WHAT YOU SHOULD DO
Could you carry over the data starting at the line that contains "ROI: dog's ear" and ending at the line that contains "top-left (0, 0), bottom-right (267, 82)", both lines included, with the request lines kept as they are and 135 added to every coordinate in the answers only (not in the requests or their format samples)?

INPUT ROWS
========
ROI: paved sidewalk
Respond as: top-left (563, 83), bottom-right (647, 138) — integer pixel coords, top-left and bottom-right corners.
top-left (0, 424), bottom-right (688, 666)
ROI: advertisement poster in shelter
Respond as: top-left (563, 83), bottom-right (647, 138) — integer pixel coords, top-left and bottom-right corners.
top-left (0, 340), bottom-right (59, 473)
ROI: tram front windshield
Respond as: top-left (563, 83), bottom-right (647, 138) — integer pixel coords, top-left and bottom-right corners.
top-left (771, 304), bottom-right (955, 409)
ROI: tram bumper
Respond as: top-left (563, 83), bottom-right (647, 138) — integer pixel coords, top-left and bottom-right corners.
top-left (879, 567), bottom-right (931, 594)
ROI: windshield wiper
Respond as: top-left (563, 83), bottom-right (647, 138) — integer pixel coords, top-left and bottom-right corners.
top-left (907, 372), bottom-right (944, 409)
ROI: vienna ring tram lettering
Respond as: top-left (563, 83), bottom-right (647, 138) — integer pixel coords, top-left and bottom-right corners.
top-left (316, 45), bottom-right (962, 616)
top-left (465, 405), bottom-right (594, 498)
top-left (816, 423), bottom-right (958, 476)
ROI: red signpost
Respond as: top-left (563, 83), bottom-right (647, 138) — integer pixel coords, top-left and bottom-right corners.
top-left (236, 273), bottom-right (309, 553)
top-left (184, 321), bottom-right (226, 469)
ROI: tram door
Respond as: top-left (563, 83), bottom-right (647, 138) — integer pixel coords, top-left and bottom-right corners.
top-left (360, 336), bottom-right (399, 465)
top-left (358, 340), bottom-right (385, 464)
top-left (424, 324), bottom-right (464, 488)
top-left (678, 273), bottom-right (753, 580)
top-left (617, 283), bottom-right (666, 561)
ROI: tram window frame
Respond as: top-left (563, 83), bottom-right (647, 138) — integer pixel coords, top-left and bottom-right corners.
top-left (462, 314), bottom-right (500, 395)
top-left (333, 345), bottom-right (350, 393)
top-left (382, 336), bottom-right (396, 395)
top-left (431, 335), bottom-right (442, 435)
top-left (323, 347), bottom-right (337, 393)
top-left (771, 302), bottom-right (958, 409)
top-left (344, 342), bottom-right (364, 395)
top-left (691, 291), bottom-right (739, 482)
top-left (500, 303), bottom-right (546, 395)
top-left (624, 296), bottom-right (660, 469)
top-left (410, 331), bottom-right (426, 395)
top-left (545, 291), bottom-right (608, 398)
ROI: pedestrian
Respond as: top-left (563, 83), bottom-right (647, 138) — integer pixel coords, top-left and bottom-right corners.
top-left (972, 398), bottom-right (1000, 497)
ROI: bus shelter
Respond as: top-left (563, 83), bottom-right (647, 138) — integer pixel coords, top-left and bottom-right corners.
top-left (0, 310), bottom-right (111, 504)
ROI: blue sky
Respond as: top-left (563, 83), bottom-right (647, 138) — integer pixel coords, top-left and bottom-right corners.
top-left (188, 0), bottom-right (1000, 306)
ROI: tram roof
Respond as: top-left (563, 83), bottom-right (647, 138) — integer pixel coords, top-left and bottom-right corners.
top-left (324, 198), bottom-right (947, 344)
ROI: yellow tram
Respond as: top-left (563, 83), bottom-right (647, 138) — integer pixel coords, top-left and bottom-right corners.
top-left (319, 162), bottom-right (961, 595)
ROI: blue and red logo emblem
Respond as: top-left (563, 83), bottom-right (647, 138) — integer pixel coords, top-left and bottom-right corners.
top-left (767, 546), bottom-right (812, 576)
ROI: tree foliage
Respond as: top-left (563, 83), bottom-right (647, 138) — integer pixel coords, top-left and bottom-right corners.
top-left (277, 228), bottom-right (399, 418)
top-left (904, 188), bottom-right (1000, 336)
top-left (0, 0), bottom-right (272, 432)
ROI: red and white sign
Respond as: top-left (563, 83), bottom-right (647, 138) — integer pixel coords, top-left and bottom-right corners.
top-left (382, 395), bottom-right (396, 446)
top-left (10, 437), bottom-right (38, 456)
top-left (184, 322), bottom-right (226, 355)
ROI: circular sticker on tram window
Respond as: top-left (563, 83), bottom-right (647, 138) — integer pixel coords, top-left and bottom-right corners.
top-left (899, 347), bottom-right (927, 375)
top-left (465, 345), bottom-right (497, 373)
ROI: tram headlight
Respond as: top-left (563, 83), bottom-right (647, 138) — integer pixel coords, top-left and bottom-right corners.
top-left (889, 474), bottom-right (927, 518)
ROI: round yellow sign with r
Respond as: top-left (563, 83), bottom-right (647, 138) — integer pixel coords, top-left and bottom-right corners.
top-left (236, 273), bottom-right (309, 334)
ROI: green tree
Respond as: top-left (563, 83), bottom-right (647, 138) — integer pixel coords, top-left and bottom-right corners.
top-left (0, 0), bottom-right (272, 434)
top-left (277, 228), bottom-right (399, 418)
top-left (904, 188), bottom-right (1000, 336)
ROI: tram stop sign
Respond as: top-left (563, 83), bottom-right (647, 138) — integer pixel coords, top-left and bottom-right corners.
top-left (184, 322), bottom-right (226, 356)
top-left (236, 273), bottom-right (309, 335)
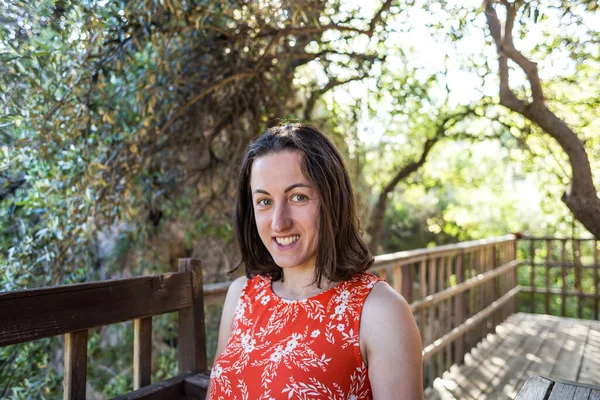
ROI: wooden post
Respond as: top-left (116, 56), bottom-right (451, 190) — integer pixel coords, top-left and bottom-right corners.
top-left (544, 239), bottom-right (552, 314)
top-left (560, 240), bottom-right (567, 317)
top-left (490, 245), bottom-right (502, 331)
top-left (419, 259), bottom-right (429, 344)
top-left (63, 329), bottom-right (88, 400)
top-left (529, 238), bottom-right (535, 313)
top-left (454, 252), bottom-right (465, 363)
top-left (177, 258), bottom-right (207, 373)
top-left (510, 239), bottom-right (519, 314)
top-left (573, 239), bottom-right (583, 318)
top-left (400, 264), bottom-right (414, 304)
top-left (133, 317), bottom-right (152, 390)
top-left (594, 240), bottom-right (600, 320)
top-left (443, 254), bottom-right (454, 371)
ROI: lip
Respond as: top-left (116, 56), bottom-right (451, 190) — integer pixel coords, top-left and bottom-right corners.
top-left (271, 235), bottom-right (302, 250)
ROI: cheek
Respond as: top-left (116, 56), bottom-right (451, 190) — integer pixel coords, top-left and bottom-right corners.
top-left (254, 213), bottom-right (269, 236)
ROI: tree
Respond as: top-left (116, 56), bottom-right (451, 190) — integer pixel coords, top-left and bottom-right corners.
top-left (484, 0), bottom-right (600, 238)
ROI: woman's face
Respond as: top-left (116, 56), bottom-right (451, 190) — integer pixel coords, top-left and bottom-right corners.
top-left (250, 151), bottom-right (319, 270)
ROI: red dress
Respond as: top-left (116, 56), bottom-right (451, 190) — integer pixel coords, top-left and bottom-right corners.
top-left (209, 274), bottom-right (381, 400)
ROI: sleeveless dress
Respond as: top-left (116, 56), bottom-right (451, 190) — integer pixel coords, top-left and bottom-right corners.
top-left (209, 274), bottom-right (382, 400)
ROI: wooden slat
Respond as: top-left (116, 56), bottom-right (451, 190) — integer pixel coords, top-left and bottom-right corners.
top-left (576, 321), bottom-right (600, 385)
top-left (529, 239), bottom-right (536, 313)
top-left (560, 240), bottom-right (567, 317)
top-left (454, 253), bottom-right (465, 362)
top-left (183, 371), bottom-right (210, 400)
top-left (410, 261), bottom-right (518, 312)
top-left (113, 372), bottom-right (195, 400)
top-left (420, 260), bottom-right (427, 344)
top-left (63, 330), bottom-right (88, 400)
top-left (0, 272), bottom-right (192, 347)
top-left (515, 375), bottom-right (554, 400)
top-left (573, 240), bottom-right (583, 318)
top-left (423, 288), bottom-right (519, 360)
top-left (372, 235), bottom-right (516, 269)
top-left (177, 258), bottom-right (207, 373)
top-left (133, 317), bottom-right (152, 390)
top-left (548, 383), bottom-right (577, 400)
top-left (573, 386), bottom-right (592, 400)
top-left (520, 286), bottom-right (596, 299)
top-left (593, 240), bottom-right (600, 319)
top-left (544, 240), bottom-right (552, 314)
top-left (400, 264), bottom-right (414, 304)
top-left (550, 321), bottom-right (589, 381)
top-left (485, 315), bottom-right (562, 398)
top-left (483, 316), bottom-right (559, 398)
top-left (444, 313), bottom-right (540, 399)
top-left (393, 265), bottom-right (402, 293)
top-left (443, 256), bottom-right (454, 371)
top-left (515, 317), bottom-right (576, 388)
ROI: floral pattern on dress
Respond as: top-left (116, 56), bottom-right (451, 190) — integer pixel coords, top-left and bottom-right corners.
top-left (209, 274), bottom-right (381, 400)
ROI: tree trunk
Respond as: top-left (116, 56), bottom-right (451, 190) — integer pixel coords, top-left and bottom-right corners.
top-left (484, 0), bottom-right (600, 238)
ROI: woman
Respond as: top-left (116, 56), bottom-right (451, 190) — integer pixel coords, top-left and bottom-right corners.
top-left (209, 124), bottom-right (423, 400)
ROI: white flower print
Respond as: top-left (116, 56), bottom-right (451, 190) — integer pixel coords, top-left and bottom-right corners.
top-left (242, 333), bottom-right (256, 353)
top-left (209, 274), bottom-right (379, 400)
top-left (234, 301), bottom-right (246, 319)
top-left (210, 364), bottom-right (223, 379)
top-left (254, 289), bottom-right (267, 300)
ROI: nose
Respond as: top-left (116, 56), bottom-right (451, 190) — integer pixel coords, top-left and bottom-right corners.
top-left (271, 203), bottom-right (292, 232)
========
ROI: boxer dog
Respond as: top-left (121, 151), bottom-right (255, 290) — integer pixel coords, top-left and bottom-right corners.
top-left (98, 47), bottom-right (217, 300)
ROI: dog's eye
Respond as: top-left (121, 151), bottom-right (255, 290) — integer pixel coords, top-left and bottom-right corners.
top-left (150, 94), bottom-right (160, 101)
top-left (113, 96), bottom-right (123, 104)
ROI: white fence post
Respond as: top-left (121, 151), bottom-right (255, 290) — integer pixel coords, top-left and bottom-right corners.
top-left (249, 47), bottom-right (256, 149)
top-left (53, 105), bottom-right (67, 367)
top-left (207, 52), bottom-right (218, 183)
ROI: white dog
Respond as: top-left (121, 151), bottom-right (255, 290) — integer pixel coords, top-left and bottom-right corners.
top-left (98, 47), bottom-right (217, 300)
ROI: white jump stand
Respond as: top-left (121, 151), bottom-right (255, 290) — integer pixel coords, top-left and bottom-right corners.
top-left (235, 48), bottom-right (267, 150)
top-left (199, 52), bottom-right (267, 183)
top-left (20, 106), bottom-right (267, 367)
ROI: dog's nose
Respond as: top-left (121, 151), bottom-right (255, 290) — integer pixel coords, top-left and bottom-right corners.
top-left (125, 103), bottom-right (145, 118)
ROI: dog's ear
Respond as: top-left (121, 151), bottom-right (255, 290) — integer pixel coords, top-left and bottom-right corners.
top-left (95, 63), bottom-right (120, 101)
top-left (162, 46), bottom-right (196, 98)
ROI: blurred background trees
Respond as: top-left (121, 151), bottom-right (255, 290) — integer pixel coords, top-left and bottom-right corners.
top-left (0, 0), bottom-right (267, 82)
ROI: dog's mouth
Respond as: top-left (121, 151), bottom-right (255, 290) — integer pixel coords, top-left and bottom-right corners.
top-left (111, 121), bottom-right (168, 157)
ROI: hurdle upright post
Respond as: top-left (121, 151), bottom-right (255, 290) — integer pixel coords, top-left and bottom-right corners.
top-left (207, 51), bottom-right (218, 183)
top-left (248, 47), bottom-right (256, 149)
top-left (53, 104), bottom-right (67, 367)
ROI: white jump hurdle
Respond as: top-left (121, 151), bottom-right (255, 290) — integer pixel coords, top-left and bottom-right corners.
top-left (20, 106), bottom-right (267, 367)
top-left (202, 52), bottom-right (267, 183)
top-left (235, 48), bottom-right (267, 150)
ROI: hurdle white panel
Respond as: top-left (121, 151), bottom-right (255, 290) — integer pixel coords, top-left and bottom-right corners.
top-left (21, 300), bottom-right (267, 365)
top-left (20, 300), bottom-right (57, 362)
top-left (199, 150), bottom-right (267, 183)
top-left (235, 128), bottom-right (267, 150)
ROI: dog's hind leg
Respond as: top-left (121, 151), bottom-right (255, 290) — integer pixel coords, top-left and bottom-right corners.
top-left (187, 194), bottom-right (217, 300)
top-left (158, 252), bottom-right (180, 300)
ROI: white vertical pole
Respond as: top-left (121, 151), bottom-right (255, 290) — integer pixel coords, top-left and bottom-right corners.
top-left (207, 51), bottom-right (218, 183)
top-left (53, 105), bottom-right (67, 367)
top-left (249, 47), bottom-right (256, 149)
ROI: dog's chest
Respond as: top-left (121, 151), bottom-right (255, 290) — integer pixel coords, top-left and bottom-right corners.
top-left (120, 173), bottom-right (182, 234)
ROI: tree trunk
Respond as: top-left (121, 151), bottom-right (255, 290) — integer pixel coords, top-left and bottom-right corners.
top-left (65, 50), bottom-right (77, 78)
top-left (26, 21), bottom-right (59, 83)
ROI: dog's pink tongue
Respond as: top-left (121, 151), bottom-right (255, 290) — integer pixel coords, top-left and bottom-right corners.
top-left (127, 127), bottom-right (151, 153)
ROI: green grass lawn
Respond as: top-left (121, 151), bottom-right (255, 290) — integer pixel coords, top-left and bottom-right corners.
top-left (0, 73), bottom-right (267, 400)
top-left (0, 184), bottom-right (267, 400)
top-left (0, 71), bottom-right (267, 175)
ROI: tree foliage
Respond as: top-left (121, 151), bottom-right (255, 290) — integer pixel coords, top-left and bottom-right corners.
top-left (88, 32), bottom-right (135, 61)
========
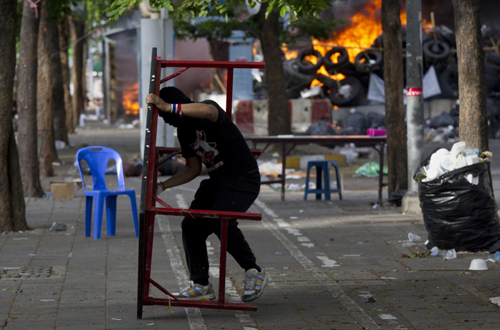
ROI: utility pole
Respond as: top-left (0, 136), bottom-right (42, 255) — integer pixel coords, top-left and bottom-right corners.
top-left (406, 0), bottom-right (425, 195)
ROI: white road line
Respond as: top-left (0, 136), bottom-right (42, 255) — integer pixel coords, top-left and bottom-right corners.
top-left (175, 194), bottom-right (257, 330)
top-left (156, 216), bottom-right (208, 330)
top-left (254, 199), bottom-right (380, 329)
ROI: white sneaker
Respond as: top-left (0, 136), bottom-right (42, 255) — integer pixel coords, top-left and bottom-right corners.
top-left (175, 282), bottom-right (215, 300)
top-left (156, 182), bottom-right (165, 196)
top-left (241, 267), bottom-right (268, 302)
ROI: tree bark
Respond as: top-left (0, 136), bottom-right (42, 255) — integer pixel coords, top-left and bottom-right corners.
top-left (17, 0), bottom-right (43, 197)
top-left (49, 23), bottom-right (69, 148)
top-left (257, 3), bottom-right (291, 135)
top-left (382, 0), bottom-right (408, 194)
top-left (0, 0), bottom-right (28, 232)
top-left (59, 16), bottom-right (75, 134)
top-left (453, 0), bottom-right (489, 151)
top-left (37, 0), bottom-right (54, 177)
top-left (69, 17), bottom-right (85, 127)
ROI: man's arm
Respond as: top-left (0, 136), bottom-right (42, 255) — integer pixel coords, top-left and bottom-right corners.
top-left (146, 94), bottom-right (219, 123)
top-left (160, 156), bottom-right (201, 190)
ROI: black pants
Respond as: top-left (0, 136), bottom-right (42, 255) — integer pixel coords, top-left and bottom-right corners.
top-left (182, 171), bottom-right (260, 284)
========
OUTPUT FOR THIS EXERCISE
ROI: dog's ear
Respond as: top-left (121, 151), bottom-right (255, 290) — integer pixel coords, top-left and bottom-right corners.
top-left (230, 198), bottom-right (255, 236)
top-left (297, 181), bottom-right (331, 233)
ROI: blurred background trees
Respond as: top-left (121, 151), bottom-right (255, 290) — integer pixel coords, top-left and bottom-right corners.
top-left (135, 135), bottom-right (402, 217)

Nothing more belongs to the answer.